Excerpts from location labeling data:
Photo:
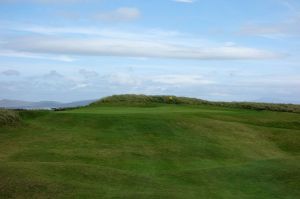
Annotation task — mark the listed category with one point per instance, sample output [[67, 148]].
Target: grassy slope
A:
[[163, 151]]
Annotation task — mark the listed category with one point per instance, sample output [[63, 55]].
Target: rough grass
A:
[[9, 117], [161, 151], [146, 100]]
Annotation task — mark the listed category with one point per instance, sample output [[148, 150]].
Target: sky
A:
[[71, 50]]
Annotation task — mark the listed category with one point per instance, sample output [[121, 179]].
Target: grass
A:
[[155, 151], [8, 117]]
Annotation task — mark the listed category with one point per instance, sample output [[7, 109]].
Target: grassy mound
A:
[[145, 100], [8, 117]]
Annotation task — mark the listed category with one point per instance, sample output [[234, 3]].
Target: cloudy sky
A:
[[69, 50]]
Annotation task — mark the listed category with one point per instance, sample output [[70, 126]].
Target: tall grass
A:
[[160, 99], [9, 117]]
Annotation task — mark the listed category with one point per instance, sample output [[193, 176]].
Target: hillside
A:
[[17, 104], [128, 149], [146, 100]]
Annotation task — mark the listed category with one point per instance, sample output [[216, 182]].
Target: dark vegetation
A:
[[150, 149], [151, 100]]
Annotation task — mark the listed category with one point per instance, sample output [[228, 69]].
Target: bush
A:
[[161, 99]]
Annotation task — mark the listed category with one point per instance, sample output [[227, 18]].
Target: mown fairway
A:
[[164, 151]]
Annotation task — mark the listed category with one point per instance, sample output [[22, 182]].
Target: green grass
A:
[[155, 151], [9, 117]]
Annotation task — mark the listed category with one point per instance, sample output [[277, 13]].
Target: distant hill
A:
[[17, 104], [146, 100]]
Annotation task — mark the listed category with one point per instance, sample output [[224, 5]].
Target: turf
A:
[[159, 151]]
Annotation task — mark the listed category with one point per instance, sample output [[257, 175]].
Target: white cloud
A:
[[123, 14], [182, 80], [185, 1], [62, 42], [290, 27], [43, 1], [10, 73], [133, 48], [22, 54]]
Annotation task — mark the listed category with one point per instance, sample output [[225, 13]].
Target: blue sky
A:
[[68, 50]]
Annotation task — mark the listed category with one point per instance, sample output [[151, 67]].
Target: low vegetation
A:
[[8, 117], [159, 150], [150, 100]]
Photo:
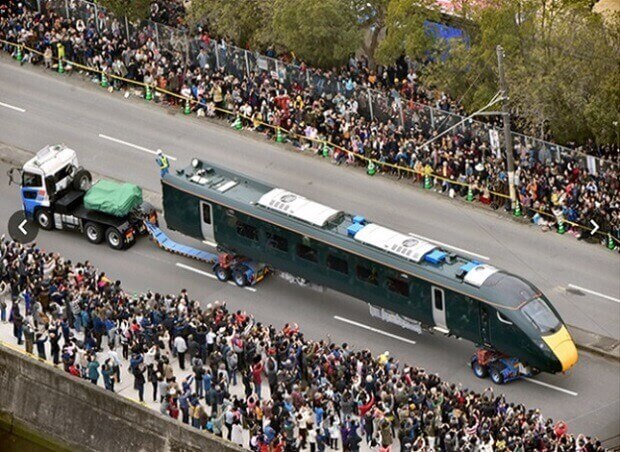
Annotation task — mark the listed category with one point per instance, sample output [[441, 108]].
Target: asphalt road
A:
[[53, 108], [61, 109], [588, 398]]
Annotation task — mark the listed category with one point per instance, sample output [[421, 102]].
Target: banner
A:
[[494, 141]]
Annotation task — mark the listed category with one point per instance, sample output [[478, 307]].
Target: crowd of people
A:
[[264, 388], [563, 186]]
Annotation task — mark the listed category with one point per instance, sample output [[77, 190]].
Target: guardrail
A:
[[423, 175]]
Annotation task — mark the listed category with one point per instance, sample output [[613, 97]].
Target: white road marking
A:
[[547, 385], [598, 294], [209, 275], [195, 270], [131, 145], [374, 330], [12, 107], [21, 227], [479, 256]]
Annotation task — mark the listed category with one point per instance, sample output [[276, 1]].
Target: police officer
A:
[[162, 161]]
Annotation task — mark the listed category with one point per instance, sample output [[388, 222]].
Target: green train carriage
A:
[[404, 278]]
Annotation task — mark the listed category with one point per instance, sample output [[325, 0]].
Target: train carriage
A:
[[403, 277]]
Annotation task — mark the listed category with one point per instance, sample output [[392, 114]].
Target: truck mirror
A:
[[14, 173]]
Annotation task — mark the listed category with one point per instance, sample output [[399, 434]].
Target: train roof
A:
[[353, 233]]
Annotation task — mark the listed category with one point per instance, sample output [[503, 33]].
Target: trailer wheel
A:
[[44, 219], [479, 370], [82, 180], [114, 239], [497, 376], [221, 273], [93, 232], [239, 277]]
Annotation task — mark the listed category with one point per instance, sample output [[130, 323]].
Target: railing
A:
[[237, 61]]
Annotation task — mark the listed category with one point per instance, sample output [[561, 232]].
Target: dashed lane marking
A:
[[550, 386], [12, 107], [131, 145], [374, 330], [479, 256], [591, 292]]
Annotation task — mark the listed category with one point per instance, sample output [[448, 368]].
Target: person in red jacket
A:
[[257, 378]]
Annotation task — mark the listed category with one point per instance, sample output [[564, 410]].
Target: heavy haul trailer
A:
[[53, 190], [57, 194], [406, 281]]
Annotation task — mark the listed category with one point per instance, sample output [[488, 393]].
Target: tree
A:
[[246, 22], [132, 9], [561, 66], [323, 33], [371, 20], [406, 33]]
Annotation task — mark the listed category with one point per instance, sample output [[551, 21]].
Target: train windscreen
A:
[[541, 316]]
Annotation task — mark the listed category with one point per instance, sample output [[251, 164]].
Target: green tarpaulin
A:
[[113, 198]]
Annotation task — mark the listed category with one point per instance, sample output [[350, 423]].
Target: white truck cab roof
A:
[[50, 160]]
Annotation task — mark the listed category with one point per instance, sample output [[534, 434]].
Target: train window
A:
[[398, 286], [337, 264], [438, 298], [307, 253], [502, 318], [277, 242], [206, 213], [367, 274], [541, 316], [247, 231]]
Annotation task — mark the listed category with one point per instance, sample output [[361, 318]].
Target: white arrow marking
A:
[[596, 226], [21, 227], [12, 107]]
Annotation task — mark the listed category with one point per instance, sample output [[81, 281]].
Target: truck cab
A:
[[55, 191], [46, 177]]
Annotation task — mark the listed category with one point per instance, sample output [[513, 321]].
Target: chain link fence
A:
[[372, 104]]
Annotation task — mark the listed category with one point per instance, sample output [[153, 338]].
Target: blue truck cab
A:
[[45, 177], [53, 186]]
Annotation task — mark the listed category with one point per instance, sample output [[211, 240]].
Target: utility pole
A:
[[507, 132]]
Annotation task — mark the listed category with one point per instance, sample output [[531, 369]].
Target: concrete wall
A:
[[39, 400]]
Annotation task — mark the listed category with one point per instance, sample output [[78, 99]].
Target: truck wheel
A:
[[497, 376], [44, 219], [93, 232], [223, 274], [239, 277], [114, 239], [479, 370], [82, 180]]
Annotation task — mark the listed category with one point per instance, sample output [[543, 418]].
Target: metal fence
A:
[[373, 104]]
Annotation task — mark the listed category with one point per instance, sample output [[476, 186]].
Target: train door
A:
[[485, 333], [439, 308], [206, 221]]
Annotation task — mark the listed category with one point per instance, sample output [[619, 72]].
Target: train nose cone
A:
[[563, 347]]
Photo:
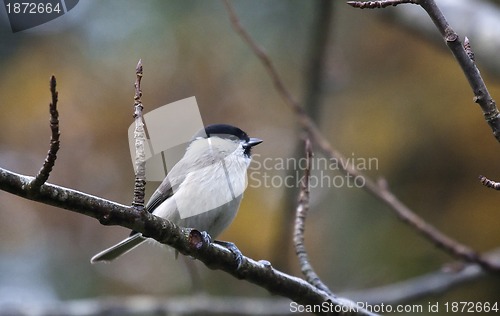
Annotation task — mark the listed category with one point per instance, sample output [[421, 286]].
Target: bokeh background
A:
[[387, 94]]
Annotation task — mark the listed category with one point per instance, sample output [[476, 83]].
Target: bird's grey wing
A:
[[166, 189]]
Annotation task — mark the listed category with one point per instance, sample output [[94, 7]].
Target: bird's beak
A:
[[253, 142]]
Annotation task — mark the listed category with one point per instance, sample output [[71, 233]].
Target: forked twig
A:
[[381, 192], [50, 160], [299, 228]]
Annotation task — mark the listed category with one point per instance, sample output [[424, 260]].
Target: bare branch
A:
[[378, 4], [489, 183], [300, 219], [471, 72], [50, 160], [212, 255], [381, 192], [140, 141]]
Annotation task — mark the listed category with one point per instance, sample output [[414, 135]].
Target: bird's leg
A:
[[232, 247]]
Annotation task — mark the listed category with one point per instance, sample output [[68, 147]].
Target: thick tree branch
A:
[[212, 255], [379, 190]]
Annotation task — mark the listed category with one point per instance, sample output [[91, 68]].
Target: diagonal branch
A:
[[379, 190], [212, 255], [469, 68]]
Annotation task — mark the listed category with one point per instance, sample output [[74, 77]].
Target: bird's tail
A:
[[119, 249]]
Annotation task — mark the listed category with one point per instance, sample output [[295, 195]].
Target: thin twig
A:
[[164, 231], [381, 192], [300, 223], [50, 160], [320, 43], [140, 140], [469, 68], [378, 4], [489, 183]]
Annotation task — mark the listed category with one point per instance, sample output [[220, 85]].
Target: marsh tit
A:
[[203, 190]]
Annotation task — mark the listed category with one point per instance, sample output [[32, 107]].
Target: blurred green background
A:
[[387, 95]]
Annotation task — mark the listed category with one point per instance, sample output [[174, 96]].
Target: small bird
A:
[[203, 190]]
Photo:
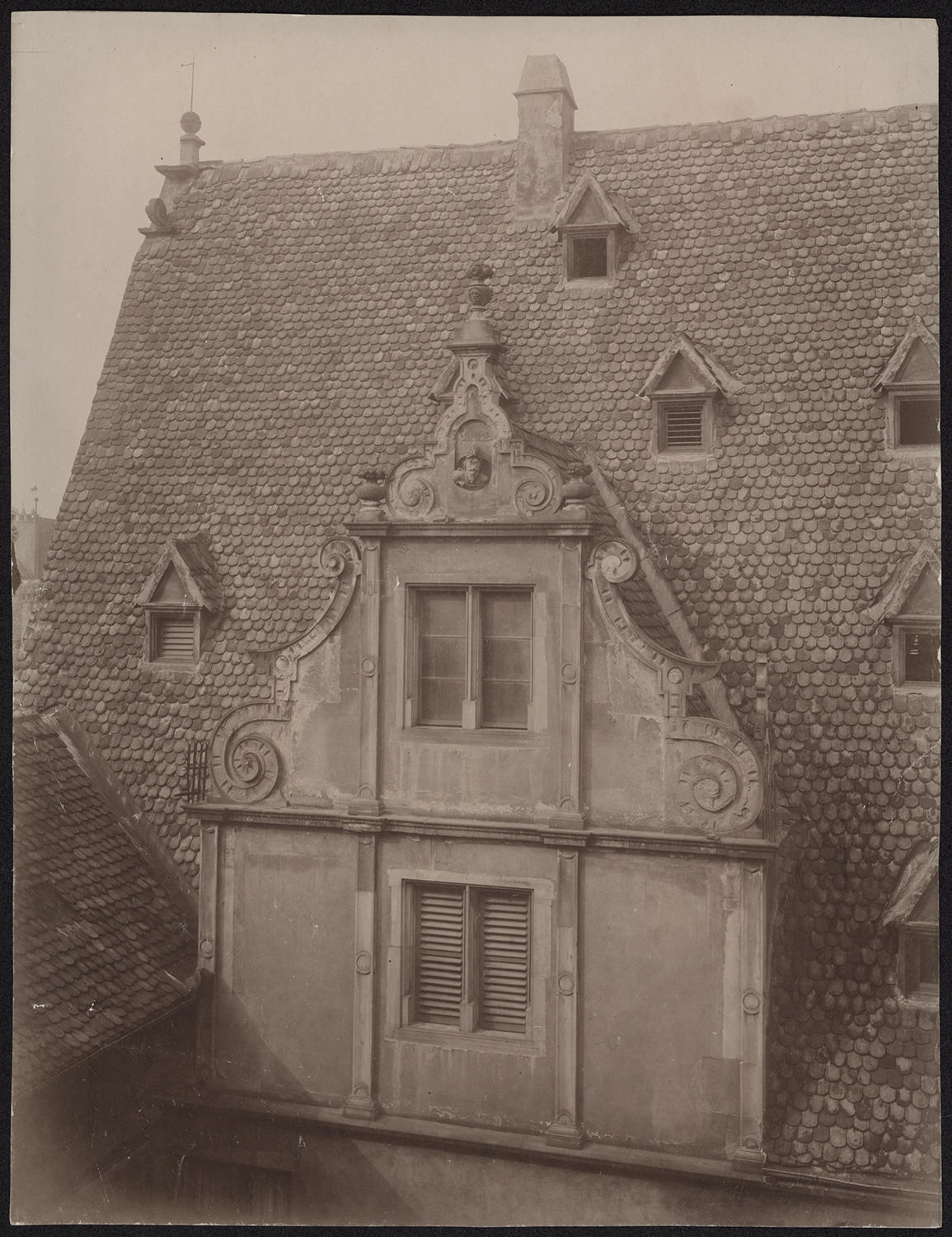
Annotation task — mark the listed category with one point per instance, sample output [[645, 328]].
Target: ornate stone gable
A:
[[479, 467]]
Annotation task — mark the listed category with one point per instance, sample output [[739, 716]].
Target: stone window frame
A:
[[895, 395], [590, 232], [400, 962], [902, 626], [155, 614], [410, 670], [663, 403]]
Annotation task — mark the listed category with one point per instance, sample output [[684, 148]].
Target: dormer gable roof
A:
[[590, 205], [912, 590], [685, 368], [183, 576], [914, 363], [915, 895]]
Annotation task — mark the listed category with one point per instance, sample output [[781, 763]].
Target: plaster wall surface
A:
[[284, 995], [448, 769], [476, 1079], [653, 962]]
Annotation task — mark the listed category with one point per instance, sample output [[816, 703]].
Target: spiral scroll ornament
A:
[[415, 494], [532, 496], [334, 556], [709, 792], [251, 769]]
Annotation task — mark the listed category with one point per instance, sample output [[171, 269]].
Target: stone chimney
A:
[[546, 135], [190, 143]]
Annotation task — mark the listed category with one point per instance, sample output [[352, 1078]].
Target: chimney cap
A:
[[544, 74]]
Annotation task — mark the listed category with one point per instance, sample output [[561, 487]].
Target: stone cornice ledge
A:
[[598, 1157], [524, 831]]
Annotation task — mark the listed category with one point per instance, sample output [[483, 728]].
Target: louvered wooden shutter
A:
[[439, 952], [175, 638], [682, 425], [504, 960]]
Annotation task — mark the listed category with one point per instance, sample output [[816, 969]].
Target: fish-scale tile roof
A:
[[94, 929], [288, 332]]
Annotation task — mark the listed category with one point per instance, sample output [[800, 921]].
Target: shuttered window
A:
[[680, 426], [213, 1192], [439, 957], [504, 960], [471, 957], [173, 638]]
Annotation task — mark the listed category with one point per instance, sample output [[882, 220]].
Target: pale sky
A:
[[96, 99]]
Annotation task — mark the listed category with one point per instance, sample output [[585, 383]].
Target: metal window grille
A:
[[195, 771], [919, 422]]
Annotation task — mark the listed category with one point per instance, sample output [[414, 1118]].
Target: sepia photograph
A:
[[476, 609]]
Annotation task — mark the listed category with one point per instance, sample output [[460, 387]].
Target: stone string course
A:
[[287, 334]]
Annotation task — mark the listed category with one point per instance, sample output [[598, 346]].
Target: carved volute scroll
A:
[[612, 563], [477, 467], [244, 756], [716, 784]]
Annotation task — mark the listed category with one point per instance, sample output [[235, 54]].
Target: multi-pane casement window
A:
[[919, 962], [469, 957], [212, 1192], [471, 657], [684, 425], [173, 636], [590, 256]]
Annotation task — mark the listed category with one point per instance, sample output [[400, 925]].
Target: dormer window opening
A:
[[589, 257], [472, 653], [590, 224], [180, 600], [917, 422], [682, 426], [687, 386], [173, 637]]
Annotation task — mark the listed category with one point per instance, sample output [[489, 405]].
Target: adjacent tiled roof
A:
[[288, 332], [94, 928]]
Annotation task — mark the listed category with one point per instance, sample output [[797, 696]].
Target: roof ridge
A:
[[759, 120], [679, 129]]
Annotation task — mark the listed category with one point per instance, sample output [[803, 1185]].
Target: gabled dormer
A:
[[912, 604], [180, 599], [685, 388], [589, 225], [910, 385], [914, 910]]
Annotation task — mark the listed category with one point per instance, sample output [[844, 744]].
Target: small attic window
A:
[[588, 257], [917, 421], [589, 225], [912, 907], [173, 637], [175, 623], [917, 633], [682, 425], [917, 656], [180, 600], [919, 962]]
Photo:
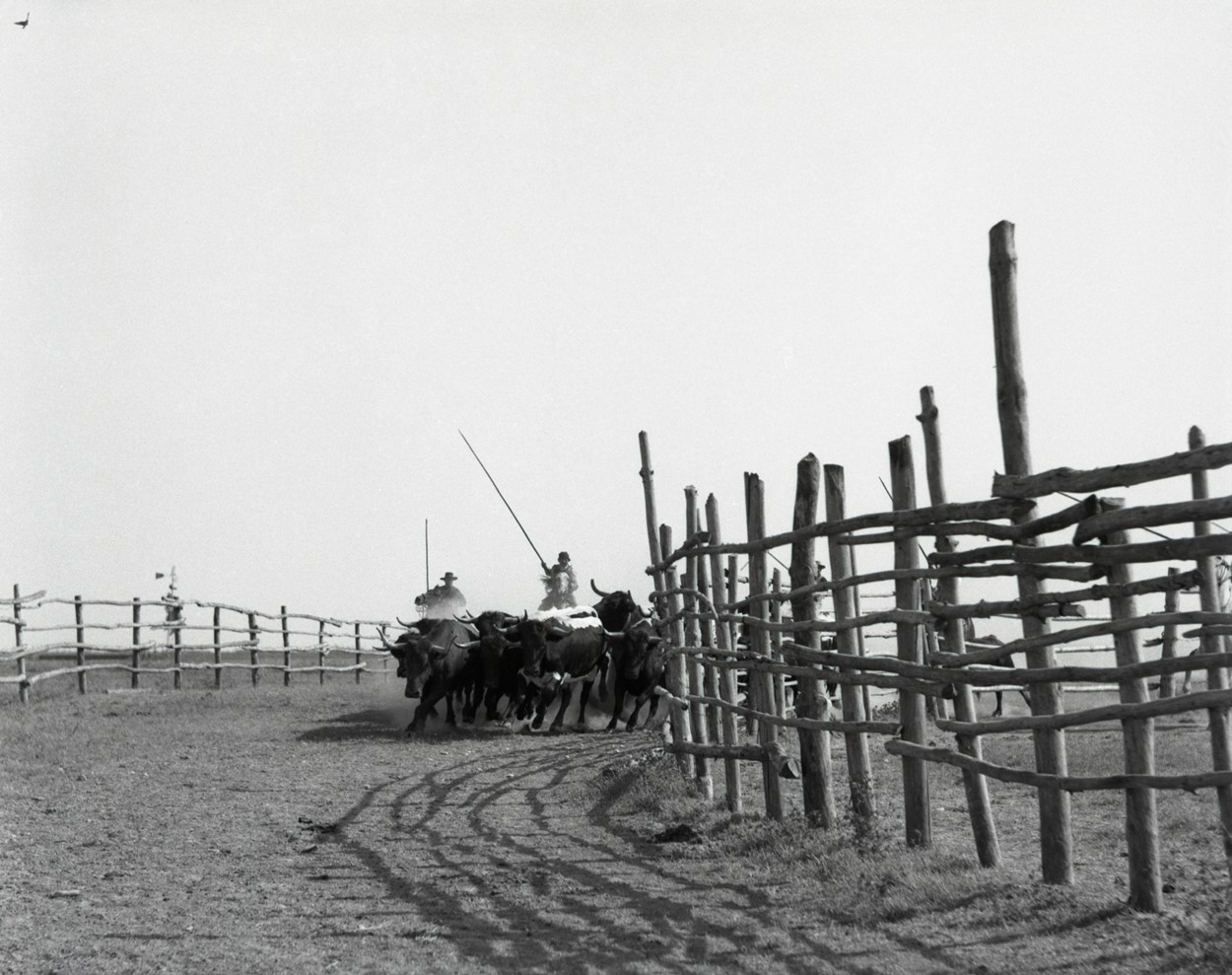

WRITTEN EXERCISE:
Rewrite the rows from the line with "output [[352, 1078]]." to the line with "[[439, 952], [175, 638], [682, 425], [504, 960]]", putting "chimney pot" in place of "chimney cap" and leaving everything else unchanged.

TASK RESPONSE:
Annotation task — mark the listed category with one point per instance, sample output [[352, 1078]].
Target: chimney pot
A:
[[544, 74]]
Annotation task — mark the listed category with one point per instance, sample output [[561, 487]].
Target: stone cornice ledge
A:
[[598, 1157], [524, 831]]
Annotation task — mark the listed category with one point per instance, sample output [[483, 728]].
Target: louvered wooden shutter
A:
[[439, 952], [175, 638], [682, 425], [504, 960]]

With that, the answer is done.